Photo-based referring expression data
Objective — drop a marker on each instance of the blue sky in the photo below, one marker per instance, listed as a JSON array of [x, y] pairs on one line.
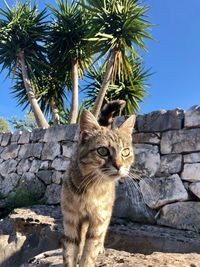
[[174, 58]]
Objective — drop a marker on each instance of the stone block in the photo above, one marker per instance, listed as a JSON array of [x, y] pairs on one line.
[[170, 164], [50, 151], [60, 133], [8, 184], [158, 192], [146, 138], [6, 139], [10, 152], [52, 194], [195, 189], [31, 184], [180, 141], [162, 120], [130, 205], [192, 117], [8, 166], [60, 164], [180, 215], [45, 176], [25, 137], [191, 172], [31, 150], [191, 158], [147, 159]]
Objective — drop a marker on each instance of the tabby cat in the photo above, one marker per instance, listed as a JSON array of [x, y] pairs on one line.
[[101, 157]]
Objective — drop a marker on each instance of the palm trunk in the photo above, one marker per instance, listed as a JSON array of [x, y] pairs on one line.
[[102, 92], [39, 116], [54, 112], [74, 104]]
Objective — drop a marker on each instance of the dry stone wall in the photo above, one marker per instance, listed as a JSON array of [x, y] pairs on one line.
[[164, 184]]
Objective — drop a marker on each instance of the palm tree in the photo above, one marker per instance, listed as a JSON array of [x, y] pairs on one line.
[[21, 36], [131, 89], [119, 26], [69, 50]]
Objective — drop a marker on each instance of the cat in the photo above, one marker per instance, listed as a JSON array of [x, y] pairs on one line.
[[102, 156]]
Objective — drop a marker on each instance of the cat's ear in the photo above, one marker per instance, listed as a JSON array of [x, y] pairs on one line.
[[88, 123], [128, 125]]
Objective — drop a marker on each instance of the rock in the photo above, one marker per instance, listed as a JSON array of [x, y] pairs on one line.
[[27, 232], [60, 164], [180, 215], [180, 141], [67, 149], [45, 176], [161, 191], [23, 166], [191, 158], [52, 194], [31, 184], [25, 137], [146, 138], [60, 133], [37, 135], [192, 117], [130, 205], [8, 166], [30, 150], [9, 184], [195, 189], [50, 151], [147, 159], [191, 172], [162, 120], [170, 164], [57, 177], [6, 139], [114, 258], [15, 136]]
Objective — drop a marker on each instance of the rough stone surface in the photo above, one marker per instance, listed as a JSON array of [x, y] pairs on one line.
[[170, 164], [8, 184], [27, 232], [129, 203], [50, 151], [191, 172], [52, 194], [180, 141], [195, 189], [30, 150], [180, 215], [161, 191], [30, 183], [147, 159], [60, 133], [24, 137], [161, 120], [191, 158], [114, 258], [6, 139], [192, 117], [146, 138], [60, 164], [45, 176]]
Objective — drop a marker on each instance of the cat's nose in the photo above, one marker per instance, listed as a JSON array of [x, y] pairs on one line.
[[117, 164]]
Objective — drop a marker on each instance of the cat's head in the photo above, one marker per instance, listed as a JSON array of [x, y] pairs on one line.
[[106, 151]]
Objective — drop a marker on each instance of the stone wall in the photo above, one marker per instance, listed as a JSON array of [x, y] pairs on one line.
[[164, 185]]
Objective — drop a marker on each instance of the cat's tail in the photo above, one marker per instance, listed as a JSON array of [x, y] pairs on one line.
[[109, 111]]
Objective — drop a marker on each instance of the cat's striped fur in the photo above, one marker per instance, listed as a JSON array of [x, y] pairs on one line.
[[102, 156]]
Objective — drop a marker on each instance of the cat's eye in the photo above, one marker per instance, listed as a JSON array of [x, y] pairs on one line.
[[103, 151], [125, 152]]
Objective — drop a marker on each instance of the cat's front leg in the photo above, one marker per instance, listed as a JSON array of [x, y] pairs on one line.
[[93, 243]]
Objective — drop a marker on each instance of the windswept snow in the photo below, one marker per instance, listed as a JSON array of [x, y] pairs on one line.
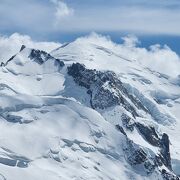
[[48, 129]]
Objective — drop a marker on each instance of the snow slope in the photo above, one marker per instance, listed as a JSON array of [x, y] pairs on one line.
[[57, 122]]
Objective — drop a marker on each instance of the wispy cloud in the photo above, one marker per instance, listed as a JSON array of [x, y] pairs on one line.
[[12, 44], [57, 16], [62, 10]]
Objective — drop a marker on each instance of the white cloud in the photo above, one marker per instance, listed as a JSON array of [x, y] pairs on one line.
[[12, 44], [62, 10], [158, 58]]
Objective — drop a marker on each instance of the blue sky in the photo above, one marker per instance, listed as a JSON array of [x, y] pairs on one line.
[[66, 19]]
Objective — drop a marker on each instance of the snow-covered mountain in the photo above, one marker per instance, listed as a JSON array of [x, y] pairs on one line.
[[90, 109]]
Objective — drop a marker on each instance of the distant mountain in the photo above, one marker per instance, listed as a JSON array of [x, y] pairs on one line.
[[88, 110]]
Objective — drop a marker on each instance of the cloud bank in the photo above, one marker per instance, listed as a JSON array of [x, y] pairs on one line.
[[40, 18], [158, 58], [12, 44]]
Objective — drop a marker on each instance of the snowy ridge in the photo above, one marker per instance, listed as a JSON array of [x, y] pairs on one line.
[[87, 111]]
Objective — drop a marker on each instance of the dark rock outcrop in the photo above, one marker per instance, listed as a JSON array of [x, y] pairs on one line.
[[105, 88], [149, 133], [22, 47], [41, 56], [128, 123], [165, 151], [120, 129], [169, 175]]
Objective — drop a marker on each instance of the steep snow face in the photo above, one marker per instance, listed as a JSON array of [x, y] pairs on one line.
[[156, 88], [86, 111]]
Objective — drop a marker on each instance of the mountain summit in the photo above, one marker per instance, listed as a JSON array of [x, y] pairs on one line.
[[89, 109]]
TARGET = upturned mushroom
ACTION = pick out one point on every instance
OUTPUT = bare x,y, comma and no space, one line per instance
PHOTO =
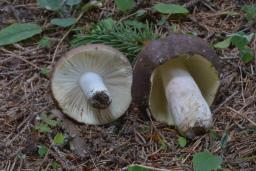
177,78
92,84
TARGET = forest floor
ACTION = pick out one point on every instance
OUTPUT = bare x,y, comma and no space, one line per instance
25,95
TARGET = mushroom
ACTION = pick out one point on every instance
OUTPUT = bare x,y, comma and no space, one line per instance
92,84
177,78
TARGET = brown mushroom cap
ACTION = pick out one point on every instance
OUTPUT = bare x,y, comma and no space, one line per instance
165,51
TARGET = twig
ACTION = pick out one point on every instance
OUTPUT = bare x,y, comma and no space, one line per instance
225,101
238,113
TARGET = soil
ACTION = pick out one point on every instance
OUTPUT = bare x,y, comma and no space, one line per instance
135,137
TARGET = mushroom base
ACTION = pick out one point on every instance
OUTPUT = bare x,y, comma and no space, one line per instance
204,75
95,90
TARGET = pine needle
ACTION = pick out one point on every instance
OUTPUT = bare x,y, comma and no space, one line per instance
129,37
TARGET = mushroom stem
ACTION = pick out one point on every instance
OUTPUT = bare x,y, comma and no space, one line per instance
189,110
95,90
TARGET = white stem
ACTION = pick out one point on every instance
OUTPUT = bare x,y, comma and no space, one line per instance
186,104
95,90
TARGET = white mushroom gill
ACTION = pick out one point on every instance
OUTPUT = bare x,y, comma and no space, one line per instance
182,91
88,70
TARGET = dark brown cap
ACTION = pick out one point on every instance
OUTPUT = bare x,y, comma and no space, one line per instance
161,51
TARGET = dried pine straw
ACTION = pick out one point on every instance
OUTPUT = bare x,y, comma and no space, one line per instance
25,93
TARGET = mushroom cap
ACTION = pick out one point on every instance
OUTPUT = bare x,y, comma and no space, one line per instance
110,64
201,61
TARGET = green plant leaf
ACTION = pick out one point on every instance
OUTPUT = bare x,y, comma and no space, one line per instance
45,71
17,32
55,165
170,8
48,120
250,12
124,5
58,139
53,5
223,44
141,13
239,41
205,161
42,151
246,55
63,22
42,127
45,42
182,141
138,167
72,2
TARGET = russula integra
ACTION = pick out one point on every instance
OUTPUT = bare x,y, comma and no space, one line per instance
92,84
177,78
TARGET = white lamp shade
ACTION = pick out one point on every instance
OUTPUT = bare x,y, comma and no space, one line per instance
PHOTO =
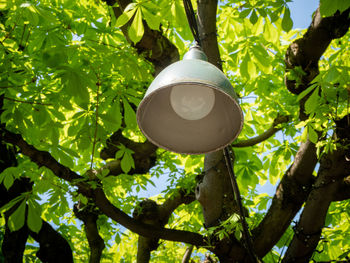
216,118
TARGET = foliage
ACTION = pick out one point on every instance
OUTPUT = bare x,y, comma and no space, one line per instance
70,79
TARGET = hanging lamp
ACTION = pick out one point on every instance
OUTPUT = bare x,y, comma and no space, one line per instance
190,107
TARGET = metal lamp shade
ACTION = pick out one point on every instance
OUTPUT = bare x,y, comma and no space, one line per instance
165,128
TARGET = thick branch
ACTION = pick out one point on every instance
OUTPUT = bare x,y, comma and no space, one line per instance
156,48
264,136
53,247
306,51
144,154
343,192
333,167
149,212
89,215
290,195
144,229
42,158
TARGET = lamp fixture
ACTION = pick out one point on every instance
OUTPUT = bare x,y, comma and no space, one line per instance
190,107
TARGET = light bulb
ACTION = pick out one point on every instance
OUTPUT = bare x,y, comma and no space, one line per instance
192,102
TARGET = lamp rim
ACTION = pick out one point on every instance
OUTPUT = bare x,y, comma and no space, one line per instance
149,96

— What the exercise asks —
Bring together all lines of the entries above in which the string "mushroom" occurs.

— Task result —
TARGET = upturned mushroom
TARGET = mushroom
TARGET = brown mushroom cap
TARGET = mushroom base
TARGET = mushroom stem
TARGET = white mushroom gill
TARGET = mushroom cap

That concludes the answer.